Ativismo: É preciso um novo modelo de ação

Nos últimos 6 anos eu me dedique à defesa dos direitos indígenas e da floresta. Não foi inconscientemente que me envolvi com a causa, mas ao pisar pela primeira vez na Amazônia meu espírito se abriu para um novo universo.
Eu tinha 18 anos quando fui ao coração da Terra pela primeira vez. Me conectei com a energia da Criação, força que é a base de toda vida. Ao perceber o novo cenário, me envolvi e foi impossível não investigar. Minhas pesquisas teóricas e in loco geraram um certo incômodo quando comecei a enxergar as ameaças sob as quais vivemos. Em cada notícia lida e experiência vivida, uma guerreira de pele vermelha ia nascendo dentro de mim. Enquanto me deslocando entre aldeia e cidade, me especializei, busquei informações acerca do tema, me envolvi em campanhas, debates, protestos, denúncias e tudo que poderia ampliar minhas experiência e conhecimento.
+---+
• [TAREFA 1]
Responda com base no texto sobre ativismo:
(a) Que idade a pessoa tinha ao ir à Amazônia pela primeira vez?
(b) O que ela começou a enxergar que gerou um certo incômodo?
(c) Entre quais lugares ela se deslocava enquanto se especializava?

Algumas entradas
+---+
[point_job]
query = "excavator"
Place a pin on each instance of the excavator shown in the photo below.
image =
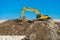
(38, 15)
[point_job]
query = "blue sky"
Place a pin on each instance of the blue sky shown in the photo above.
(11, 9)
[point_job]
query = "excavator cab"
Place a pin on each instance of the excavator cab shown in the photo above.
(38, 15)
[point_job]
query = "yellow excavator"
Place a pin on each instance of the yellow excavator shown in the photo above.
(39, 16)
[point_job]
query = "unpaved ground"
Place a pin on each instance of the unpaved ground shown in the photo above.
(39, 30)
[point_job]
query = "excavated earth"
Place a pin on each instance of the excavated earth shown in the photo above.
(34, 30)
+---+
• [TAREFA 2]
Disponha as linhas de todas as entradas como uma lista JSON de strings, uma para cada linha, sem as linhas em branco. Deixe as imagens de fora da resposta.

• [RESPOSTA DO EXERCÍCIO 1]
(a) 18 anos.
(b) As ameaças sob as quais vivemos.
(c) Entre aldeia e cidade.

• [RESPOSTA DO EXERCÍCIO 2]
[
  "[point_job]",
  "query = \"excavator\"",
  "Place a pin on each instance of the excavator shown in the photo below.",
  "image =",
  "(38, 15)",
  "[point_job]",
  "query = \"blue sky\"",
  "Place a pin on each instance of the blue sky shown in the photo above.",
  "(11, 9)",
  "[point_job]",
  "query = \"excavator cab\"",
  "Place a pin on each instance of the excavator cab shown in the photo above.",
  "(38, 15)",
  "[point_job]",
  "query = \"yellow excavator\"",
  "Place a pin on each instance of the yellow excavator shown in the photo above.",
  "(39, 16)",
  "[point_job]",
  "query = \"unpaved ground\"",
  "Place a pin on each instance of the unpaved ground shown in the photo above.",
  "(39, 30)",
  "[point_job]",
  "query = \"excavated earth\"",
  "Place a pin on each instance of the excavated earth shown in the photo above.",
  "(34, 30)"
]